## Your objective
Write out exactly the lines from the one with "Target: woman standing" through the last line. Pictures stay out.

── Input data

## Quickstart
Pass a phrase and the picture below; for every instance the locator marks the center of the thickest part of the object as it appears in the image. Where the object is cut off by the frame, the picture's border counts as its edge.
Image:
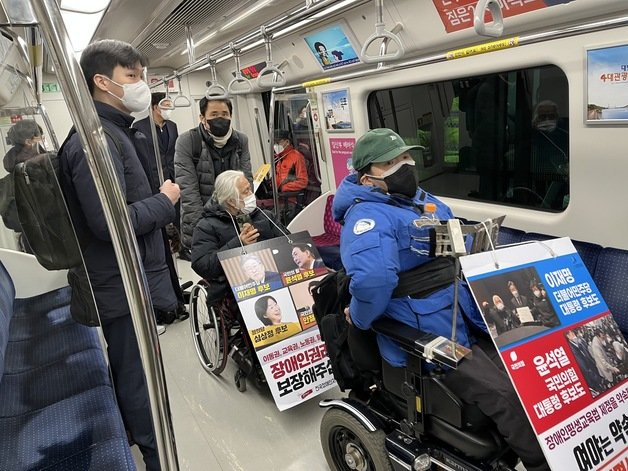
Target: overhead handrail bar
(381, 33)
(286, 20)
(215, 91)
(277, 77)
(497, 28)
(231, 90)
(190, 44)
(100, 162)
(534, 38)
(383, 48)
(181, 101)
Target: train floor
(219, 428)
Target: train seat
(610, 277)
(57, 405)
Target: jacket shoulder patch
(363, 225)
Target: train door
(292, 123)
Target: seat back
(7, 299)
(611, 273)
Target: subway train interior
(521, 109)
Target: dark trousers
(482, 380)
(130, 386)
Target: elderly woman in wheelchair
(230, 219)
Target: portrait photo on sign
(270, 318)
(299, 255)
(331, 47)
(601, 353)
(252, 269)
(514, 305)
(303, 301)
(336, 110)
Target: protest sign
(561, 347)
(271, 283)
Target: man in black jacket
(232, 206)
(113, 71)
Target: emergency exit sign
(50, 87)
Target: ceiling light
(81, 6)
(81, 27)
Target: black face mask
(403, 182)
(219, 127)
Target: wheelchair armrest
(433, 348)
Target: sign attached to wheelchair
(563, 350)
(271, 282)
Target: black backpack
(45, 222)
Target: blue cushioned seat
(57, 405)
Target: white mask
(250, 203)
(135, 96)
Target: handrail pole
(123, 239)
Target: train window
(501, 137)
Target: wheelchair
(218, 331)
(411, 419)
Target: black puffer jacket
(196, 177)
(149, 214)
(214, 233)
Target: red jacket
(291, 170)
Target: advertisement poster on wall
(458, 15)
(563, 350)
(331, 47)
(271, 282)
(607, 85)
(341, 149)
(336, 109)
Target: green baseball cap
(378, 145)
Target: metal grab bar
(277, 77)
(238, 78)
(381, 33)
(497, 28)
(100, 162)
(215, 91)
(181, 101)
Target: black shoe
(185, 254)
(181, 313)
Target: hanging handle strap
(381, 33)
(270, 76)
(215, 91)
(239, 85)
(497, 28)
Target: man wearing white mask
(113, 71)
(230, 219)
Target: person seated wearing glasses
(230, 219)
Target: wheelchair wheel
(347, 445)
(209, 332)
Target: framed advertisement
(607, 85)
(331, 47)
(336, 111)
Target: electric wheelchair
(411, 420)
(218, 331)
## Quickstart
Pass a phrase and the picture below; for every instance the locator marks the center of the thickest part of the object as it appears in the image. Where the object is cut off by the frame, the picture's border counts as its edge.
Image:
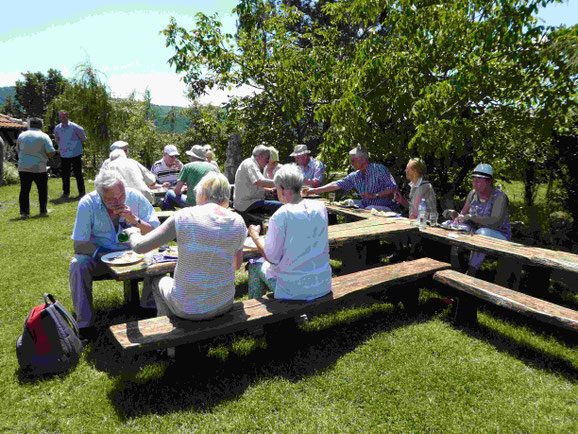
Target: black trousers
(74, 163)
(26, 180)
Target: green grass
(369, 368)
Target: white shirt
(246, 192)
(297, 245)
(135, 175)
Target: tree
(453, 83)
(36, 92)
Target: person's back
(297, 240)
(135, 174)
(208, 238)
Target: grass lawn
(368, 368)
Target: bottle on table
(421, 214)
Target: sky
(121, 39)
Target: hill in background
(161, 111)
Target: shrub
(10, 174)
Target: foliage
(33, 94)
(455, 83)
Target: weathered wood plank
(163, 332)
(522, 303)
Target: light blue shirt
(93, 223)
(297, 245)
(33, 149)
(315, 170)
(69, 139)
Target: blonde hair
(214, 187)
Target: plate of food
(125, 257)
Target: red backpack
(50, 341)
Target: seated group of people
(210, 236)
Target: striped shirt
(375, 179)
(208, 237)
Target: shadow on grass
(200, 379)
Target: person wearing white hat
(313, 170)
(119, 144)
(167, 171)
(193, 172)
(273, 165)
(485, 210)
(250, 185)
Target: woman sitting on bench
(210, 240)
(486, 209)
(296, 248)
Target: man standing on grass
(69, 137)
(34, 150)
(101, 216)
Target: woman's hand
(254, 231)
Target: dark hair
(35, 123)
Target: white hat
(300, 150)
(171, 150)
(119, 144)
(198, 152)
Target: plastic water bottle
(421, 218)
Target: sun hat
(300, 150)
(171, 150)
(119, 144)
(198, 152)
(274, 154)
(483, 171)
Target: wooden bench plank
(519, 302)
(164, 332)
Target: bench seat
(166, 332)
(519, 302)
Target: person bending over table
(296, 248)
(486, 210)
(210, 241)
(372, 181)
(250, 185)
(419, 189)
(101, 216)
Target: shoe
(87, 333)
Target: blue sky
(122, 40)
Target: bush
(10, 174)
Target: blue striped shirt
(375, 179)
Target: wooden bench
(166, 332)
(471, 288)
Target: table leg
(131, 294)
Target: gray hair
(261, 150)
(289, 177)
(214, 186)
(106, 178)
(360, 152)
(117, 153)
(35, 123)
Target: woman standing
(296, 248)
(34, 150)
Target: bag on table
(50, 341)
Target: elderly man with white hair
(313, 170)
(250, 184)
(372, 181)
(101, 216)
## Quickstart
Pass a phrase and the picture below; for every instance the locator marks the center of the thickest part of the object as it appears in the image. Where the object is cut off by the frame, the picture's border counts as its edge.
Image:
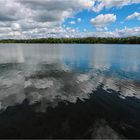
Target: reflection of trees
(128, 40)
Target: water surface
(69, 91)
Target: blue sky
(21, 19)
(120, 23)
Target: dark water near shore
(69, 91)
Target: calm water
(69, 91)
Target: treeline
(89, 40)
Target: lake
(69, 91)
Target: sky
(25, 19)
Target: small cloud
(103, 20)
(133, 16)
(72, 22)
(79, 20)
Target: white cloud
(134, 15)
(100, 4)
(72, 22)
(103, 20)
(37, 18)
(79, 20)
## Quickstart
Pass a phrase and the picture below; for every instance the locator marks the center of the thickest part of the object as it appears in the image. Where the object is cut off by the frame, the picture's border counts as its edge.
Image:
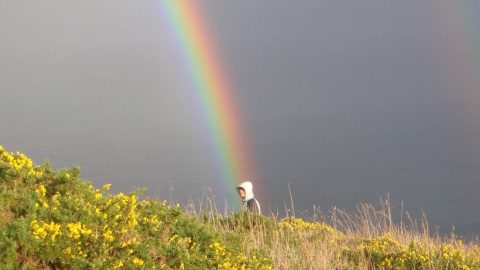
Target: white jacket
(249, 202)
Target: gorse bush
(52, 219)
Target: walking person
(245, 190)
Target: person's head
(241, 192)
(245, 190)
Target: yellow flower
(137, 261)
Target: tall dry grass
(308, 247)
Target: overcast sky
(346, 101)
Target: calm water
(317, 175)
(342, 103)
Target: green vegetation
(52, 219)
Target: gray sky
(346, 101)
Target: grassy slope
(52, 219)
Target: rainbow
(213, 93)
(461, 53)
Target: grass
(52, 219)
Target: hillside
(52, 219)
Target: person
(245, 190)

────

## Output for this task
Target: woman standing
(296, 248)
(34, 150)
Target: bag on table
(50, 341)
Target: elderly man with white hair
(313, 170)
(250, 184)
(372, 181)
(101, 216)
## Quickstart
Pass a phrase and the picture below; for every instance the locator marks the center of the thickest part of the object as it appears in the image. Where the object is cut off by the frame, the picture's border counts as its edge.
Image:
Target: reflection of trees
(128, 40)
Target: water surface
(69, 91)
Target: blue sky
(21, 19)
(120, 23)
Target: dark water near shore
(69, 91)
Target: calm water
(69, 91)
Target: treeline
(89, 40)
Target: lake
(69, 91)
Target: sky
(25, 19)
Target: small cloud
(103, 20)
(133, 16)
(72, 22)
(79, 20)
Target: white cloud
(134, 15)
(100, 4)
(72, 22)
(103, 20)
(37, 18)
(79, 20)
## Quickstart
Pass a phrase and the picture below; for every instance the locator marks the center of the thickest part of the object as it appears in the image. Where the object is cut off by the frame, the picture's border counts as its edge.
Image:
Target: white jacket
(249, 202)
Target: gorse bush
(52, 219)
Target: walking person
(245, 190)
Target: person's head
(241, 192)
(245, 190)
Target: yellow flower
(137, 261)
Target: tall dry grass
(308, 247)
Target: overcast sky
(346, 101)
Target: calm water
(317, 175)
(342, 103)
Target: green vegetation
(52, 219)
Target: gray sky
(346, 101)
Target: grassy slope
(52, 219)
Target: rainbow
(213, 93)
(461, 53)
Target: grass
(52, 219)
Target: hillside
(52, 219)
Target: person
(245, 190)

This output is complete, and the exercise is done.